» DATA FOR THIS EXERCISE

***

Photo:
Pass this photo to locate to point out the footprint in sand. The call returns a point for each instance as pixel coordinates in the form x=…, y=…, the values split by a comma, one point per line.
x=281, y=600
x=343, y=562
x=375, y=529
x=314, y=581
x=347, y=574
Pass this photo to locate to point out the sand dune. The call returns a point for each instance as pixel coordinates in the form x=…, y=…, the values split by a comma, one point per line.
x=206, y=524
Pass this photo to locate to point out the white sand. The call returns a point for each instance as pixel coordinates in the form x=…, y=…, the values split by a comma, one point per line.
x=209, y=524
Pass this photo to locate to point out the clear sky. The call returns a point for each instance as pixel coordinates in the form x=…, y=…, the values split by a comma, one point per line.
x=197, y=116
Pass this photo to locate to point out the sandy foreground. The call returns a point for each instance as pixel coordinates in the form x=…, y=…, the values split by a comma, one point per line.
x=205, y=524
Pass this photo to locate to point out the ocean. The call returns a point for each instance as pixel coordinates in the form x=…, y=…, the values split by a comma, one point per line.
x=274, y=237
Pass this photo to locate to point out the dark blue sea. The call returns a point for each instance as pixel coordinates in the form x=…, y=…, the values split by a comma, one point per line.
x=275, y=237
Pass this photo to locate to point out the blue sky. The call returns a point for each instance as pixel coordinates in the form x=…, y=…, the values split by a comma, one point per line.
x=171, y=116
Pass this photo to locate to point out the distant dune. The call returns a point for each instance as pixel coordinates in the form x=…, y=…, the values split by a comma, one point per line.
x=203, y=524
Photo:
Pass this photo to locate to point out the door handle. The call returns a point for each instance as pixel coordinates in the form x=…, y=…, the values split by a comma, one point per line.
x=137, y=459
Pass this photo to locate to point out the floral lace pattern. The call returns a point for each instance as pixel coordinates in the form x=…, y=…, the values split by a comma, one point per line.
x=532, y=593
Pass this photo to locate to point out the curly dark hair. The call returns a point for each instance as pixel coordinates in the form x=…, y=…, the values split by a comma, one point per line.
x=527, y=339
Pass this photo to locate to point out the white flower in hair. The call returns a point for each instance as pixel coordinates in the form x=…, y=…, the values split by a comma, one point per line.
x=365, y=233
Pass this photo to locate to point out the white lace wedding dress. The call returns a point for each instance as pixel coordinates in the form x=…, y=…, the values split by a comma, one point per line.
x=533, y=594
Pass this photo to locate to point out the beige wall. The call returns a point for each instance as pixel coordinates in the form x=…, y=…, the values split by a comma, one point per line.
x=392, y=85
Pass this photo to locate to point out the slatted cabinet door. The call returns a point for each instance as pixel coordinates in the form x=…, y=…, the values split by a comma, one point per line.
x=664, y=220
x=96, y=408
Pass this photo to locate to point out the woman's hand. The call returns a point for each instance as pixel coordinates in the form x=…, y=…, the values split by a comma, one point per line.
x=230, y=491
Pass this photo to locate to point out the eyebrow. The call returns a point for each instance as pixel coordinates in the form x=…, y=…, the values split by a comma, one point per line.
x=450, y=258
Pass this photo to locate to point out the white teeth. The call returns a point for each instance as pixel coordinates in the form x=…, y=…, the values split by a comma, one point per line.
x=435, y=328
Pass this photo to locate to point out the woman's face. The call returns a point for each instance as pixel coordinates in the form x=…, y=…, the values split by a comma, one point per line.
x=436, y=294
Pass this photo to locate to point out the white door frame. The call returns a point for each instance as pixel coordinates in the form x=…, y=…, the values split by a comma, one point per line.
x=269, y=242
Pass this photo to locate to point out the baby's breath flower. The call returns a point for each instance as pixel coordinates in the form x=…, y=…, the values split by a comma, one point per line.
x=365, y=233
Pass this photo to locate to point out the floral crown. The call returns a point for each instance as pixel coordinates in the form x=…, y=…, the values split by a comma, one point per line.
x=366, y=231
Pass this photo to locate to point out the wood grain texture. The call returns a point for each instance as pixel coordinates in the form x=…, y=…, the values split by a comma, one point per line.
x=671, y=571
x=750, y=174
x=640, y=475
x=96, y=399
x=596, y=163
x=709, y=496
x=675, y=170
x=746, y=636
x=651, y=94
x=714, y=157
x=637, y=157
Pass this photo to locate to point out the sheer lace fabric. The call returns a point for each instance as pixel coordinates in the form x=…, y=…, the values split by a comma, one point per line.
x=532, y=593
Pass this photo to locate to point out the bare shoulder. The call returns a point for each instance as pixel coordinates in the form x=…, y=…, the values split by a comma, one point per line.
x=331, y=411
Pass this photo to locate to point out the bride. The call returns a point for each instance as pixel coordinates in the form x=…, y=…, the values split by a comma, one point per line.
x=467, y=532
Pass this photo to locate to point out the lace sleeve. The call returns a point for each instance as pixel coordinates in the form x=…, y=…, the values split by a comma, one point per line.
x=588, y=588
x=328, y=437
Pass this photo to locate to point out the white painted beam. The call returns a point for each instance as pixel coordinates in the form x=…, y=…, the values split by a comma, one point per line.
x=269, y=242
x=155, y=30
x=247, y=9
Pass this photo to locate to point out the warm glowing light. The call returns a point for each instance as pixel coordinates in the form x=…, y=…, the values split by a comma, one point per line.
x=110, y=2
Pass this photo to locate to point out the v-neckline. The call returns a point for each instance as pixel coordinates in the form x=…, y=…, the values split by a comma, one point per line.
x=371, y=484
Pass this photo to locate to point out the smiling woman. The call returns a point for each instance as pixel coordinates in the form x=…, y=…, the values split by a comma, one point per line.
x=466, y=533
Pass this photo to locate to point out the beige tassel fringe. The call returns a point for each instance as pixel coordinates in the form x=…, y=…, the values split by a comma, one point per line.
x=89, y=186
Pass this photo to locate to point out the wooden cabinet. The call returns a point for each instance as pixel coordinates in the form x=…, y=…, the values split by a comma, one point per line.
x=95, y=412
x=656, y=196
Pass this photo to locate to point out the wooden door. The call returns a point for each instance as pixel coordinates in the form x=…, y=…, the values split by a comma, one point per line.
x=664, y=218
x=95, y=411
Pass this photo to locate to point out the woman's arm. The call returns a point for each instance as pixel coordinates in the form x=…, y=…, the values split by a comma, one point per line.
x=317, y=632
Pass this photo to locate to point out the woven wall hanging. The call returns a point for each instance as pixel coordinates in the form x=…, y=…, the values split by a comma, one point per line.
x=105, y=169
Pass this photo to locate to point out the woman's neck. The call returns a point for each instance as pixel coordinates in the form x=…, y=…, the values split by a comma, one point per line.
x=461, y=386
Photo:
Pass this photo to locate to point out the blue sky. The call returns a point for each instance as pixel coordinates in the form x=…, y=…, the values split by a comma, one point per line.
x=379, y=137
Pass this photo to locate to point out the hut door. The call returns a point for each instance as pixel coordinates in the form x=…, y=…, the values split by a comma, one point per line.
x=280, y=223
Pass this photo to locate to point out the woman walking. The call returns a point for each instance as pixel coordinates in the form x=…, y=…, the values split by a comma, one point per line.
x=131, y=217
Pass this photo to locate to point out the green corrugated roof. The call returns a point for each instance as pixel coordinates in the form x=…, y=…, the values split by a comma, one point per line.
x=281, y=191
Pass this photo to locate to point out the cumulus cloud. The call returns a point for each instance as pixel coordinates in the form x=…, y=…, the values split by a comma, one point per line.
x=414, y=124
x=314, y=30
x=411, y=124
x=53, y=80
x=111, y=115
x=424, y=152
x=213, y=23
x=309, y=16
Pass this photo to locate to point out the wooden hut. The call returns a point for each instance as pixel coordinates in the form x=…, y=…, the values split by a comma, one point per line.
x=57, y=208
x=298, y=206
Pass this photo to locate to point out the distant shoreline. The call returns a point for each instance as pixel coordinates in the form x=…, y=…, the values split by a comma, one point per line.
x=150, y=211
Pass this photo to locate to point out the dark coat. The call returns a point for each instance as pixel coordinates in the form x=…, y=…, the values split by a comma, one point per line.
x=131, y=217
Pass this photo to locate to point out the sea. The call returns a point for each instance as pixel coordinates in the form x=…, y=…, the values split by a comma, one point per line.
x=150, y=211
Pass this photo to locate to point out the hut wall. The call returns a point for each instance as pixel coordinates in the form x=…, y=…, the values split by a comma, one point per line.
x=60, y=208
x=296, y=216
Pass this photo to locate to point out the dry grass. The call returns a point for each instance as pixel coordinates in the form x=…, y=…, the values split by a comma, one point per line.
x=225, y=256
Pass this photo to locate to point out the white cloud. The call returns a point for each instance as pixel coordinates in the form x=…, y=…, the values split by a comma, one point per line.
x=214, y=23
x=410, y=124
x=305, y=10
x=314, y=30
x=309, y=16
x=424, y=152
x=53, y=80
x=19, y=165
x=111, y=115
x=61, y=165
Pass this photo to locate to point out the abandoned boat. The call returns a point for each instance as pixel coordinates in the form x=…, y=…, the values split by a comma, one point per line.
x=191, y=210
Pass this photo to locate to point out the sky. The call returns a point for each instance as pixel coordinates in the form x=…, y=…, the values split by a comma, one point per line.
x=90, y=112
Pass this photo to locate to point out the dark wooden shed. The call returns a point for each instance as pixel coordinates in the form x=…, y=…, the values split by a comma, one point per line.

***

Please change "pixel coordinates" to "image coordinates" in the lines that run from the one containing "Pass this photo to locate to point out the woman's hand." through the one containing "x=450, y=258", and give only those lines back with nothing else altered.

Pass this photo to locate to point out the woman's hand. The call returns a point for each instance as image coordinates in the form x=…, y=…, the values split by a comma, one point per line.
x=230, y=491
Pass this photo to locate to point out the eyebrow. The call returns a point for each instance as image coordinates in the form x=…, y=…, the values split by a comma, one point per line.
x=450, y=258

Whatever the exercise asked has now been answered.